What to produce
From the data entries below, pick out every line that contains the string "wall" and copy each one in full.

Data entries
::::
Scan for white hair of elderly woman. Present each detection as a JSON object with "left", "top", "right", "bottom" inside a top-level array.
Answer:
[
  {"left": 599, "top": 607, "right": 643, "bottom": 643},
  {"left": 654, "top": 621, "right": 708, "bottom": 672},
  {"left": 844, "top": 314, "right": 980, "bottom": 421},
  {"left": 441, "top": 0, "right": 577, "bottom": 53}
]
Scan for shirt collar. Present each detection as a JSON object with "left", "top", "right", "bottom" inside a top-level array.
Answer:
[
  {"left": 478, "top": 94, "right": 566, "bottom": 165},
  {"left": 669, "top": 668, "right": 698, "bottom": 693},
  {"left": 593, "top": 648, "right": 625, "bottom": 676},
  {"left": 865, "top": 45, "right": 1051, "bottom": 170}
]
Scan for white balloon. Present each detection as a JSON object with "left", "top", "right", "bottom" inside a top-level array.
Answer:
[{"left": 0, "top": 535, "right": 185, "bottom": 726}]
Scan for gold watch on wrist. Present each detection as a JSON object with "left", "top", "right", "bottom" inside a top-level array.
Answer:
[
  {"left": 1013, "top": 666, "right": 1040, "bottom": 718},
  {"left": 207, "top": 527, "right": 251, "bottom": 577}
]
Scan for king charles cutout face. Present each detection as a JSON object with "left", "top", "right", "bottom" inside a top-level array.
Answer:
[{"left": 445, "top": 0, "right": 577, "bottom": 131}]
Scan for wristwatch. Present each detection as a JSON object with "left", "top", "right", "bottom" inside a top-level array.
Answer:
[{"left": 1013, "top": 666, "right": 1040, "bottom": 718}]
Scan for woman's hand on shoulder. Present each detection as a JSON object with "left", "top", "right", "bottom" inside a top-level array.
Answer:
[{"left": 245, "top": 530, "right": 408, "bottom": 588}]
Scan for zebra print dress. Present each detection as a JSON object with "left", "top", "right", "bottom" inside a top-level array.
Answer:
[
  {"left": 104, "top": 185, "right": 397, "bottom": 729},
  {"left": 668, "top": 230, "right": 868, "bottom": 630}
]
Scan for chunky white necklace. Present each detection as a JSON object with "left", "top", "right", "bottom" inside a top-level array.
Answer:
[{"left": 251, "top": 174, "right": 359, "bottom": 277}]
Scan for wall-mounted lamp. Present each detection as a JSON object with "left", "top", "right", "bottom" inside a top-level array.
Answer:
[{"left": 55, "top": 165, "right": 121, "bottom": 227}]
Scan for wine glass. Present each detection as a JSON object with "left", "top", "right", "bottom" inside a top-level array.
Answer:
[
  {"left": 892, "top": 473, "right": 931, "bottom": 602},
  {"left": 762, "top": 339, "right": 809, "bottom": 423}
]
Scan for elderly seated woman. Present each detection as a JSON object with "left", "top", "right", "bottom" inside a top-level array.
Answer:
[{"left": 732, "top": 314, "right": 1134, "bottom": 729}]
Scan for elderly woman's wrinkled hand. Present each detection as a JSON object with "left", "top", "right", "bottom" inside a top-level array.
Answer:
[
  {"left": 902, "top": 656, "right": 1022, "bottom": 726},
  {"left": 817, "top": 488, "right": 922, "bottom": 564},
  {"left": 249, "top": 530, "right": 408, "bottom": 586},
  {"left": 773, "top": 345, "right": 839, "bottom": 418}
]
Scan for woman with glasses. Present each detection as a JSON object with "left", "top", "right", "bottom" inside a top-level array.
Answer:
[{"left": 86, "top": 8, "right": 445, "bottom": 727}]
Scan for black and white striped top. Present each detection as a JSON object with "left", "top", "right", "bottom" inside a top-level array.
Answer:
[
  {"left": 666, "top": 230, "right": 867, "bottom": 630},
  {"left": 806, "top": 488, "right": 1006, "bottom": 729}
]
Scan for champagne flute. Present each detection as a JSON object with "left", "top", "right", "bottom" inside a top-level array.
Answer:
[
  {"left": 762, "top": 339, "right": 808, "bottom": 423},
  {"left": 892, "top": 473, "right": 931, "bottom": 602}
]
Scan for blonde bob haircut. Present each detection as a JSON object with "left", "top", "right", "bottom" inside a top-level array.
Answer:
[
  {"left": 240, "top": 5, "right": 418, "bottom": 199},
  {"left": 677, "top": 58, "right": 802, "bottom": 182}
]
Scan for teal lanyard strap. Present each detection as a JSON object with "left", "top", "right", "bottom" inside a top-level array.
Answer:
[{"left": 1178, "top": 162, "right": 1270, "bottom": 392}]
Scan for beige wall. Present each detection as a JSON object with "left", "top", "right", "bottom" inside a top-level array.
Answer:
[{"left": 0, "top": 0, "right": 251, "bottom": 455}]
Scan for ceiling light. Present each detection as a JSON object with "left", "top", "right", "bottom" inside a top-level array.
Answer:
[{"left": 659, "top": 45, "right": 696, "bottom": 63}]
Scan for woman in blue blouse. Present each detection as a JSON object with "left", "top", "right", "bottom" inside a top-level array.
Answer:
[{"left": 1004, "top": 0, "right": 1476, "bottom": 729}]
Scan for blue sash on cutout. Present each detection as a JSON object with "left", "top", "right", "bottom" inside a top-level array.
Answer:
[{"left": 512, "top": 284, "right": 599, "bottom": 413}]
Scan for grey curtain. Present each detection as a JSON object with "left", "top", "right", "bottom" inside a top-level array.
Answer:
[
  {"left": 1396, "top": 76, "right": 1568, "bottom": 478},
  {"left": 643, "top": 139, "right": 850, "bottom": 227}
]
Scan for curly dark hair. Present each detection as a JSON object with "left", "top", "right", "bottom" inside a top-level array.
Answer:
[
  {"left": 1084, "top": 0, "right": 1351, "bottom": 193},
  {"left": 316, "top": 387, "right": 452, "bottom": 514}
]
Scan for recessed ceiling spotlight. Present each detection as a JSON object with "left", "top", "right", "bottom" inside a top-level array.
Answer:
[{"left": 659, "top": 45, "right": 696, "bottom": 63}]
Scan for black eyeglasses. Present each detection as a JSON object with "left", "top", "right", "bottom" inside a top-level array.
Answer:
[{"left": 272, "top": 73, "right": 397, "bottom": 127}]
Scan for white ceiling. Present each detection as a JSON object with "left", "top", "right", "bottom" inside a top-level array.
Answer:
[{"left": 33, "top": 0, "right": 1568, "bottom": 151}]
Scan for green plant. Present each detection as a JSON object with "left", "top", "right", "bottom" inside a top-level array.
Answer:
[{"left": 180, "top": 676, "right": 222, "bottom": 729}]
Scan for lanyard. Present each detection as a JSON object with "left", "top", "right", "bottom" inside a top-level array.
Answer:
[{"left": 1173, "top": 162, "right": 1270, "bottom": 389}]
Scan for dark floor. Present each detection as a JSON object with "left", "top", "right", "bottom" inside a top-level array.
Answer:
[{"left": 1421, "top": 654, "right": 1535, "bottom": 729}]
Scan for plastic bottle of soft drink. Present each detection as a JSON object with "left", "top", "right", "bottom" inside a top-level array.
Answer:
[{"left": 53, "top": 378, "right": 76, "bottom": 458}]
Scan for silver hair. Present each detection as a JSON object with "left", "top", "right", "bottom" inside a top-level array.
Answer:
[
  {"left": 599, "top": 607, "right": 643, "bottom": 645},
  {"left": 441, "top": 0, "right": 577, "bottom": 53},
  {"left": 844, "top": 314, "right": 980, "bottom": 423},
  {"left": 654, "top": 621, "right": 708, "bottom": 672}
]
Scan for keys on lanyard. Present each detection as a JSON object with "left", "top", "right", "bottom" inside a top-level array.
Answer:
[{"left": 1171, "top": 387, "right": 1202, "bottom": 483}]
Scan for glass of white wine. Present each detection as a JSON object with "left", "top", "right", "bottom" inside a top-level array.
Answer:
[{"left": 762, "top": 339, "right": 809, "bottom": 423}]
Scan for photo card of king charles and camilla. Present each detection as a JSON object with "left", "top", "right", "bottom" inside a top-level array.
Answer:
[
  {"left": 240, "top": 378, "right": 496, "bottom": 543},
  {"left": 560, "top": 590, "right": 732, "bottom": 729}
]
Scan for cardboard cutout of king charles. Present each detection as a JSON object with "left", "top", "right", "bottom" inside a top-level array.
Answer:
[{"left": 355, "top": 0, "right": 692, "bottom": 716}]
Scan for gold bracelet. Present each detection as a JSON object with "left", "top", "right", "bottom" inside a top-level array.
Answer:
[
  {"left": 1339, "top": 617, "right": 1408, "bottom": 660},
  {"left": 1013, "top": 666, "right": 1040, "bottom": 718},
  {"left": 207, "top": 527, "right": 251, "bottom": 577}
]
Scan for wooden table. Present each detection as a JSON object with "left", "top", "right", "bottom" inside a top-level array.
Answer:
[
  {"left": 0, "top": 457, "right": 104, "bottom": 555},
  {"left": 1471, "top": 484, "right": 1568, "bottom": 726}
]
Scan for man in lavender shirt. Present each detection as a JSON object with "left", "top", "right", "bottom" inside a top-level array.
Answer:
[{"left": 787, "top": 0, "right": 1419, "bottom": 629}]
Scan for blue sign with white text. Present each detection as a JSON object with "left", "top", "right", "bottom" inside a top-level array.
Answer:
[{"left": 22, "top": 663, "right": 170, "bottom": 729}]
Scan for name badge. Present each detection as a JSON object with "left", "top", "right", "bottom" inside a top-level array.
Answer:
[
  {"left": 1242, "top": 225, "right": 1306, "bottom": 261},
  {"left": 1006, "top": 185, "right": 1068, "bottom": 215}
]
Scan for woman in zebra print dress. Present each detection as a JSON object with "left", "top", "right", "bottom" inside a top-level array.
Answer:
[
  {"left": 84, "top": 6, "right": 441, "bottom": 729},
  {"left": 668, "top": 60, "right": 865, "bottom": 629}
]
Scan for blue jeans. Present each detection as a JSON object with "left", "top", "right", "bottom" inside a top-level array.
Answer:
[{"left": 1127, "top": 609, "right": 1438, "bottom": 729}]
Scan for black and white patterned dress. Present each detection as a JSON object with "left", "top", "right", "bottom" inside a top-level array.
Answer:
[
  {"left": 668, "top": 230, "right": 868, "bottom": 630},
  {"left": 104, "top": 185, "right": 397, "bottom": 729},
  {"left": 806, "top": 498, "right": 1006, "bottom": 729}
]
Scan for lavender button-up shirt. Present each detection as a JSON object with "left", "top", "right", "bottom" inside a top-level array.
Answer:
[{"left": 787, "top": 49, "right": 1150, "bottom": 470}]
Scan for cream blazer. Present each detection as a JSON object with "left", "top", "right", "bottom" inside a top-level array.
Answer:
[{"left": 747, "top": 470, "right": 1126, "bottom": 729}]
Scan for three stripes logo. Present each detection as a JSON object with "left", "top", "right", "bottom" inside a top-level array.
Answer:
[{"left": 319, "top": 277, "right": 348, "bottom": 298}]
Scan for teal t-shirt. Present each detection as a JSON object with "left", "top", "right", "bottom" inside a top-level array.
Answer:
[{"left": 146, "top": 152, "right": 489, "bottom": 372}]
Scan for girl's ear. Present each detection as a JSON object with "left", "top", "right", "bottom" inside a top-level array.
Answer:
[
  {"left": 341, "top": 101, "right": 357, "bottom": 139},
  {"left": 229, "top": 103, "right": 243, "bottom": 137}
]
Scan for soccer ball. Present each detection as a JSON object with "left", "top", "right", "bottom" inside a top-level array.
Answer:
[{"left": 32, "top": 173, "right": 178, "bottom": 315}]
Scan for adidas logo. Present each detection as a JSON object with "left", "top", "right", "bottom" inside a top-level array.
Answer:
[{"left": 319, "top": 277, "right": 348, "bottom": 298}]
::::
Result
Scan for wall-mounted lamp. Present each detection as a JSON object with "left", "top", "right", "bottom" inside a top-level array.
Scan for beige wall. Present each detection as a JSON object with "left", "top", "right", "bottom" inside a top-level array.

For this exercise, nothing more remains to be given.